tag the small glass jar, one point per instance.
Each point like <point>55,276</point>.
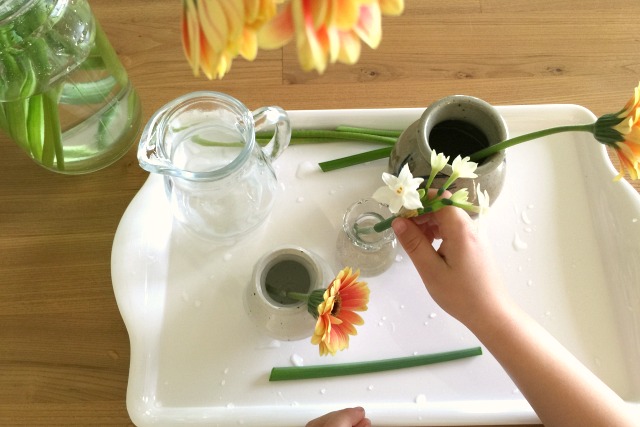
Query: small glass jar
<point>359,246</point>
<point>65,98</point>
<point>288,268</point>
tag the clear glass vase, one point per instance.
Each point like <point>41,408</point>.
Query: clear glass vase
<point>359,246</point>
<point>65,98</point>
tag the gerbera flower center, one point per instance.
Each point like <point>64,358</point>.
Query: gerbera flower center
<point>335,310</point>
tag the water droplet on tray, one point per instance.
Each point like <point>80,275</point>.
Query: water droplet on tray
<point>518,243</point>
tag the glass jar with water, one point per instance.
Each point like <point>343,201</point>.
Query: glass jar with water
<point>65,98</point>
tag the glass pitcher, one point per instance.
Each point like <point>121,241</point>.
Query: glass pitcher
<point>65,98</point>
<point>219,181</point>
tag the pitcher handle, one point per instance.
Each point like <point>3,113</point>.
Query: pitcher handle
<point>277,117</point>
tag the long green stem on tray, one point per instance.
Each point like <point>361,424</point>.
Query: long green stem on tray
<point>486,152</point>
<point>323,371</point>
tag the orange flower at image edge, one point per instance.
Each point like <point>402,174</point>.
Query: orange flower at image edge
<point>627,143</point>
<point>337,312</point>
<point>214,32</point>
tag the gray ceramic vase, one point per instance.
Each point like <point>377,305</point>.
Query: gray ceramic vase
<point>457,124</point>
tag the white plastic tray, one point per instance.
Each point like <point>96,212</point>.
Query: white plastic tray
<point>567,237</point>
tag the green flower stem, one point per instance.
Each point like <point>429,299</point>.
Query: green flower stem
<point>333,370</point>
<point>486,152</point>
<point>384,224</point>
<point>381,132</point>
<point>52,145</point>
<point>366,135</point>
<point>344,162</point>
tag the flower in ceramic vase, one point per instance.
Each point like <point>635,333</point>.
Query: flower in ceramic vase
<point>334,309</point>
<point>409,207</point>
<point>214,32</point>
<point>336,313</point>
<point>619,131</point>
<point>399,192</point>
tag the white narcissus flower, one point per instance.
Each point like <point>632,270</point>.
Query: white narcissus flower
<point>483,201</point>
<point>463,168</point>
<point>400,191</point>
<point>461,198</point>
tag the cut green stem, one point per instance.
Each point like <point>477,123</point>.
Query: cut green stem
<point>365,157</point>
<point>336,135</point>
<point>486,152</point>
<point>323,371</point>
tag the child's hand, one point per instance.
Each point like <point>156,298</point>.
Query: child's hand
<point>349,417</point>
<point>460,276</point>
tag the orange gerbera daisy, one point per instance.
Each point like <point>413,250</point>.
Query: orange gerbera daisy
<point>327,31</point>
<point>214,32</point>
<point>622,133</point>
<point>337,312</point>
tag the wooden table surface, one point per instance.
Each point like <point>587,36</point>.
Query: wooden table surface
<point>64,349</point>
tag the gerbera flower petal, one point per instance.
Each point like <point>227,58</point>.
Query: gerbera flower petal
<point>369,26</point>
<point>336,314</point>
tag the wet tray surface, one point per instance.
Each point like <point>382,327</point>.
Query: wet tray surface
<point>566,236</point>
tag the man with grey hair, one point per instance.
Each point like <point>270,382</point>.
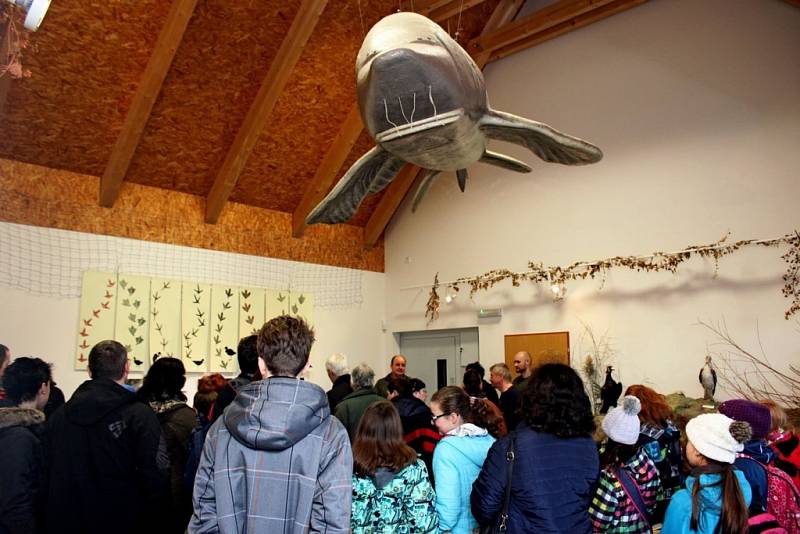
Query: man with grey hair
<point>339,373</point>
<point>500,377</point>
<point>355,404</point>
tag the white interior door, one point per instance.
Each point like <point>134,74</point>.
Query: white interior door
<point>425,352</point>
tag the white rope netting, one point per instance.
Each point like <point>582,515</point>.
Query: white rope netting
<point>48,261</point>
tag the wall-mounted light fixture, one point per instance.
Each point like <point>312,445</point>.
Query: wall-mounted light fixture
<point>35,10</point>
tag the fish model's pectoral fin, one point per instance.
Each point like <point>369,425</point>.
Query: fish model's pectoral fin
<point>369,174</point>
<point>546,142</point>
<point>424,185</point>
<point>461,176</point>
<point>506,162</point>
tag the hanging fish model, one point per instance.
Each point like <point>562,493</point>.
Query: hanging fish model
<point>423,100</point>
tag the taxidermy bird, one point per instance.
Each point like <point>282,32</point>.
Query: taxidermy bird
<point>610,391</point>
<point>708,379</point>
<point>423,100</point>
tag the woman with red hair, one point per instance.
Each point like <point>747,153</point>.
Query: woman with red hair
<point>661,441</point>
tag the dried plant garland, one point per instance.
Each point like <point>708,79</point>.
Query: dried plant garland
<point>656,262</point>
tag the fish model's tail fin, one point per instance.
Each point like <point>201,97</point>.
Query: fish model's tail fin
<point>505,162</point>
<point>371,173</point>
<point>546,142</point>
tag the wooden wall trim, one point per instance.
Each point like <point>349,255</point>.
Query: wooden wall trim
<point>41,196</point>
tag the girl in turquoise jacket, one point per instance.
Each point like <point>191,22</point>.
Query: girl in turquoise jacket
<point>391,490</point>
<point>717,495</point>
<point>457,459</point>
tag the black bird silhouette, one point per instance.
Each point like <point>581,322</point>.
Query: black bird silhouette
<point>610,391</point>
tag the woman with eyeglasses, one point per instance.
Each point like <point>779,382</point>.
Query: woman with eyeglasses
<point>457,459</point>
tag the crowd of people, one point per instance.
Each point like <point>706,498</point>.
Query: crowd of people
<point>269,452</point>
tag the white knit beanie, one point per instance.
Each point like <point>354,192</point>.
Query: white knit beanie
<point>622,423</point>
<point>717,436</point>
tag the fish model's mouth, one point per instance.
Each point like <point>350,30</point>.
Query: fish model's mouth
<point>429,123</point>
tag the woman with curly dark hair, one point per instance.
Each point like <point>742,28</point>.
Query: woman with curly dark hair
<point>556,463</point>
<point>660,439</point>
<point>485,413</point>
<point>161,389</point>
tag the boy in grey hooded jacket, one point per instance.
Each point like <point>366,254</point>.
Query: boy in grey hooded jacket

WRITTEN INSTRUCTION → The records above must be printed exactly; the pictures stay out.

FINAL RESULT →
tag the small glass jar, one point per instance.
Each point like <point>55,276</point>.
Query: small glass jar
<point>359,246</point>
<point>65,98</point>
<point>288,268</point>
tag the clear glass vase, one point per instance.
Each point like <point>41,408</point>.
Query: clear glass vase
<point>359,246</point>
<point>65,98</point>
tag the gerbera flower center, one point per instance.
Each point like <point>64,358</point>.
Query: gerbera flower center
<point>335,310</point>
tag the water droplet on tray, one point per instance.
Each point like <point>80,275</point>.
Query: water droplet on tray
<point>518,243</point>
tag the glass jar with water, one point per instance.
Each point like <point>343,201</point>.
Query: glass jar with water
<point>65,98</point>
tag the glass pitcher, one point per instance.
Each point like <point>121,241</point>.
Query: glass pitcher
<point>65,98</point>
<point>219,181</point>
tag the pitcher handle, one point per instance.
Each point like <point>3,113</point>.
Query: pitcher handle
<point>277,117</point>
tag the long green stem on tray, one point per instance.
Each point like <point>361,424</point>.
Query: long green stem on tray
<point>486,152</point>
<point>323,371</point>
tag the orange flower at image edge, one point per instance.
Each point like <point>402,174</point>.
Query: orange flower at image edge
<point>627,143</point>
<point>337,312</point>
<point>214,32</point>
tag the gray ceramic vase, one point per instance.
Each point like <point>377,305</point>.
Query: gray ceramic vase
<point>457,124</point>
tag the white plastic tray, one point per instance.
Each point like <point>96,212</point>.
Query: white plastic tray
<point>567,237</point>
tag the green flower stem, one point per instance.
Each point like <point>429,299</point>.
Query: green flower stem
<point>333,370</point>
<point>486,152</point>
<point>384,224</point>
<point>381,132</point>
<point>52,145</point>
<point>366,135</point>
<point>344,162</point>
tag the flower in ceramic vase, one point per instance.
Each point like <point>635,333</point>.
Query: flower in ceramic vase
<point>334,309</point>
<point>409,207</point>
<point>214,32</point>
<point>336,313</point>
<point>619,131</point>
<point>399,192</point>
tag the white narcissus flower, one point per instance.
Each point like <point>632,270</point>.
Query: white narcissus flower
<point>483,201</point>
<point>463,168</point>
<point>400,191</point>
<point>461,198</point>
tag the cut green stem, one point per instance.
Each point like <point>477,123</point>.
Query: cut green stem
<point>365,157</point>
<point>336,135</point>
<point>486,152</point>
<point>323,371</point>
tag the child's hand, one point per instance.
Each point like <point>156,298</point>.
Query: child's hand
<point>349,417</point>
<point>460,276</point>
tag the orange gerbera daisy, one point per instance.
Each point like <point>413,250</point>.
Query: orange gerbera daisy
<point>327,31</point>
<point>214,32</point>
<point>622,133</point>
<point>337,312</point>
tag the wooden table surface, one point per instance.
Each point like <point>587,36</point>.
Query: wooden table surface
<point>64,349</point>
tag the gerbera flower petal, one point per instance.
Each point like <point>227,58</point>.
Query: gerbera flower petal
<point>369,26</point>
<point>336,314</point>
tag the wet tray surface, one point per instance.
Each point like <point>382,327</point>.
Query: wet tray surface
<point>566,236</point>
tag the man with grey hair, one point per instance.
Each point like <point>270,382</point>.
Query: man with grey hair
<point>339,373</point>
<point>500,377</point>
<point>355,404</point>
tag the white interior door, one point per instance.
Each point like <point>134,74</point>.
Query: white interior door
<point>425,352</point>
tag the white rope netting, one point per instance.
Each point like <point>582,515</point>.
Query: white rope netting
<point>48,261</point>
tag the wall-mounted light fixture, one point per instance.
Each point like <point>312,445</point>.
Query: wall-mounted light fixture
<point>35,10</point>
tag the fish model's pectoral fin, one point per instance.
Each point like <point>369,425</point>.
Query: fish model's pectoral fin
<point>369,174</point>
<point>546,142</point>
<point>424,185</point>
<point>461,176</point>
<point>506,162</point>
tag the hanging fish model, one point per instance.
Each point like <point>562,493</point>.
Query: hanging fish model
<point>423,100</point>
tag the taxidermy bird, one point per instance.
Each point like <point>282,32</point>.
Query: taxidermy bird
<point>610,391</point>
<point>708,379</point>
<point>423,100</point>
tag the woman with red hair, one point per instance.
Each point like <point>747,153</point>.
Query: woman with red hair
<point>661,441</point>
tag the dried plant garland, one point per instance.
Each point like <point>708,79</point>.
Query: dried plant garland
<point>656,262</point>
tag the fish model's tail fin, one point per instance.
Each point like <point>201,97</point>.
Query: fish model's tail fin
<point>505,162</point>
<point>371,173</point>
<point>546,142</point>
tag the wooden wall trim, one point per instance.
Each point like <point>349,255</point>.
Query: wooden wall trim
<point>41,196</point>
tag the girl in turquoise jacket, one point per instance.
Each point like <point>191,22</point>.
Query: girl in turquoise jacket
<point>391,490</point>
<point>717,495</point>
<point>457,459</point>
tag the black bird silhouette, one point per instance.
Each point like <point>581,322</point>.
Query: black bird silhouette
<point>610,391</point>
tag the woman with eyeglasses, one point per instance.
Each point like <point>779,382</point>.
Query: woman with eyeglasses
<point>457,459</point>
tag the crowd of people, one point per instance.
Each point like <point>706,498</point>.
Query: crowd of people
<point>269,452</point>
tag the white knit beanie, one point per instance.
Each point like <point>354,192</point>.
Query: white knit beanie
<point>622,423</point>
<point>717,436</point>
tag the fish model's mouth, one point per instance.
Each point like <point>350,30</point>.
Query: fish model's mouth
<point>429,123</point>
tag the woman with curly dark hair, one point per instance.
Each point like <point>742,28</point>.
Query: woman with curly dark hair
<point>556,463</point>
<point>660,439</point>
<point>485,413</point>
<point>161,389</point>
tag the boy in grey hooded jacket, one point per instance.
Each point like <point>366,254</point>.
Query: boy in grey hooded jacket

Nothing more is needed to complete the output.